⟨
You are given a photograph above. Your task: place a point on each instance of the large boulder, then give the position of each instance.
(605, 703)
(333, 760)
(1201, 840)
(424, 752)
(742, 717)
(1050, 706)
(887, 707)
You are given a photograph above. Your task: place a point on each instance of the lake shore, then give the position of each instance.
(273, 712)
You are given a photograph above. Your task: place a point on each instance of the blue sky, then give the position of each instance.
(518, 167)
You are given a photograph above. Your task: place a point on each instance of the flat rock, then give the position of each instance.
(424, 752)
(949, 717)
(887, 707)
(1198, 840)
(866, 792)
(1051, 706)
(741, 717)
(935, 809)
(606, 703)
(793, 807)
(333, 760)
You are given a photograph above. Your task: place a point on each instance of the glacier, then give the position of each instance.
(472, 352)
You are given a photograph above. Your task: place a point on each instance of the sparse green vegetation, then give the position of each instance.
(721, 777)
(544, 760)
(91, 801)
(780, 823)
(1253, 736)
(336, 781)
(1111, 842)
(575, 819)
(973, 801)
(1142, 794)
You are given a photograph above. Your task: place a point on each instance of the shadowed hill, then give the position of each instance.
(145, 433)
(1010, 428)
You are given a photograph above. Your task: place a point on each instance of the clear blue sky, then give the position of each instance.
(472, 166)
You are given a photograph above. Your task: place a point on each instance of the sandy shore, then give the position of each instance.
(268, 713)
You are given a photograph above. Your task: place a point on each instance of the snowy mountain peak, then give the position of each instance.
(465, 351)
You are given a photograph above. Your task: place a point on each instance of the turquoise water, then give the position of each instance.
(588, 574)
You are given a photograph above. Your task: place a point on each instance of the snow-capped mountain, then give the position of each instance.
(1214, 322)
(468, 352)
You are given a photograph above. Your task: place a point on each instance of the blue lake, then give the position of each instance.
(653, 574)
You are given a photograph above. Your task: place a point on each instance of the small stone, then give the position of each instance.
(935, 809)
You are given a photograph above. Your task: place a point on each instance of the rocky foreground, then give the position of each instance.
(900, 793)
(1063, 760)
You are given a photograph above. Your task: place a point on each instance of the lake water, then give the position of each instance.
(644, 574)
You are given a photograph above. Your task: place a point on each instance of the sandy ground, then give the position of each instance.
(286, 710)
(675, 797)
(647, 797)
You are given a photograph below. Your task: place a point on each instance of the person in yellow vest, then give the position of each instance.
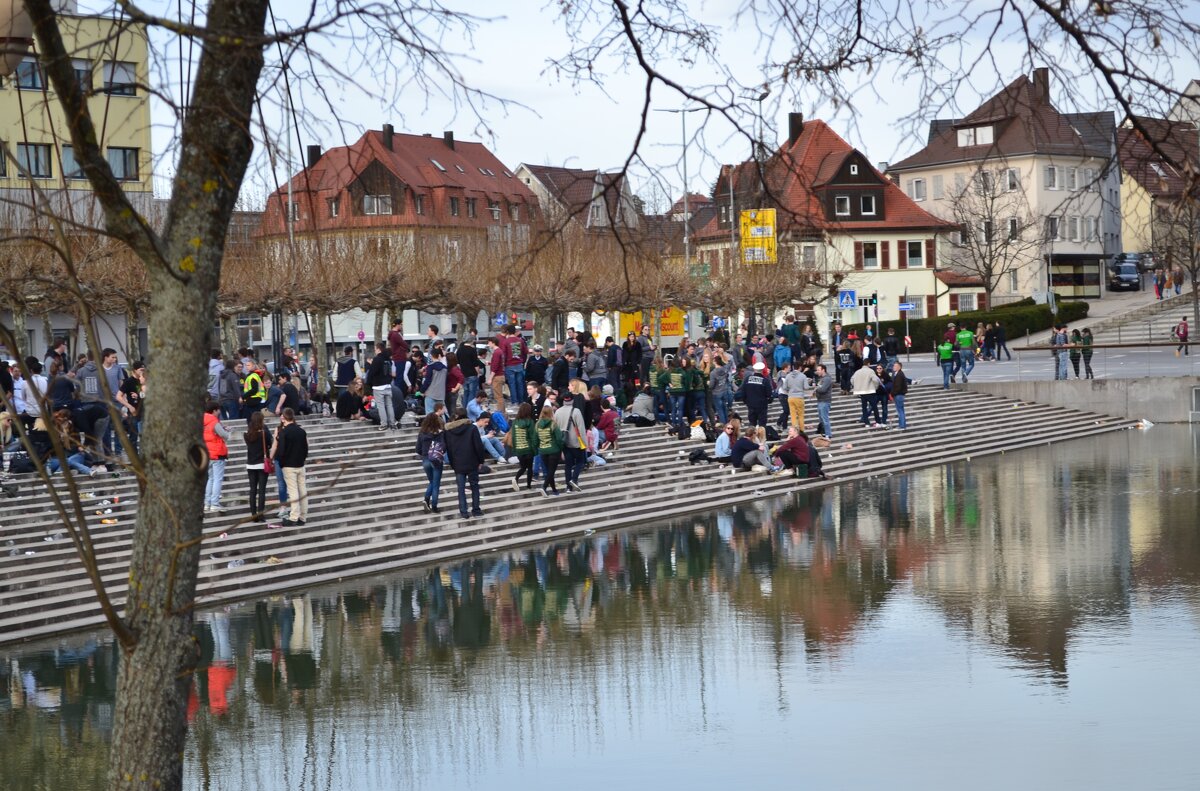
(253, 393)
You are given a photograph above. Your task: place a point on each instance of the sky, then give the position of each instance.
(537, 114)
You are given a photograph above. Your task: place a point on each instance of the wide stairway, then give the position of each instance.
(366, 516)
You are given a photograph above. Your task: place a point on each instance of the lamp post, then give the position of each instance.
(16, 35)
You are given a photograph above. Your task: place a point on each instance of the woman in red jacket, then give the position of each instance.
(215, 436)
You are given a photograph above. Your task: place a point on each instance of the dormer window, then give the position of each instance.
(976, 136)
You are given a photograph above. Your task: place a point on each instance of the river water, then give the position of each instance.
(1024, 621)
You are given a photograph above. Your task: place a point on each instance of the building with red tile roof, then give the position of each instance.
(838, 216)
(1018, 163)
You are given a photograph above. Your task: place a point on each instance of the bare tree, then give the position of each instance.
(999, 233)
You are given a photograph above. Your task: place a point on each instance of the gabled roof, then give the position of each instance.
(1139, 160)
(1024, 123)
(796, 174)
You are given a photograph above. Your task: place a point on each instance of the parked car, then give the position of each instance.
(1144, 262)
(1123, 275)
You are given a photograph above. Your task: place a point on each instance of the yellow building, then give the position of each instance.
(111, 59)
⟩
⟨
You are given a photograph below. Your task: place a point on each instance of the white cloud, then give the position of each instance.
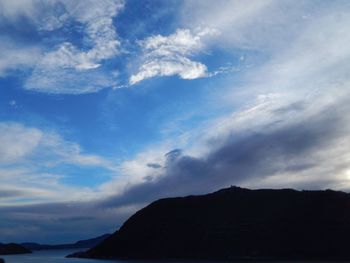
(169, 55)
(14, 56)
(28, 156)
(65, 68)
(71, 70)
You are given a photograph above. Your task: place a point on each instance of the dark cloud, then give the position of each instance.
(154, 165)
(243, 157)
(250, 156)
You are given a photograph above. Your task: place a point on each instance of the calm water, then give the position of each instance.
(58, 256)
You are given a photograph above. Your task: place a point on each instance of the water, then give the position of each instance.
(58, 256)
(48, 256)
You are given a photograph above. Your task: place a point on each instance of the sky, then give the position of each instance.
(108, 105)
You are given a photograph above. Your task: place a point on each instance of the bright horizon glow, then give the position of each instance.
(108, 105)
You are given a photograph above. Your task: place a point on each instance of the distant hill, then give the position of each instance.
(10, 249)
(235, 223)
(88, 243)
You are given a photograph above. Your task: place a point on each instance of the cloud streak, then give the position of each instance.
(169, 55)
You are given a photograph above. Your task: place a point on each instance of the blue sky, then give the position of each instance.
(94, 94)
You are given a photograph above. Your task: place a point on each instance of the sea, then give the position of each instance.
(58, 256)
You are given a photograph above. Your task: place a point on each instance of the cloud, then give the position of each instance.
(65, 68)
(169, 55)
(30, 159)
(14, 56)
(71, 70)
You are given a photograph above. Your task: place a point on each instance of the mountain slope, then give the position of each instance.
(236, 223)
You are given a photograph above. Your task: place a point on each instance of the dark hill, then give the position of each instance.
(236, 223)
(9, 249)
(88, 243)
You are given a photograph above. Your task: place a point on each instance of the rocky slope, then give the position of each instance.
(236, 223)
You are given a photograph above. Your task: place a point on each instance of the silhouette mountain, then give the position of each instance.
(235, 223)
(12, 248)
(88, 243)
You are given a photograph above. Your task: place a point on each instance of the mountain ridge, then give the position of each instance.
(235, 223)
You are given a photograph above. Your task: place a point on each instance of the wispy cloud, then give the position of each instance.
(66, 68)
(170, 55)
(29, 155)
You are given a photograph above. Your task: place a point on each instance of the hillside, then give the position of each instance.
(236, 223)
⟩
-- What you have to do --
Arrange the records above, from the line with "post, then give the position of each instance." to the line with "(1024, 621)", including both of those lines, as a two-column CSV with the headers input and output. Give one row per record, with its text and its answer each in a single quoted field and line breaks replaced by spaces.

-- Output --
input,output
"You are given a photograph above. Your task: place a point on each instance of the lamp post, then give the position of each instance.","(16, 35)"
"You are given a photograph above. Your task: place a point on each instance of the woman in red jacket, then give the position of each instance.","(215, 436)"
"You are given a photograph above. Your task: place a point on each instance of the dormer window, then give the position of each instance.","(976, 136)"
"You are given a photograph above. Your task: place a point on each instance of the river water, then give the position of each instance.","(1024, 621)"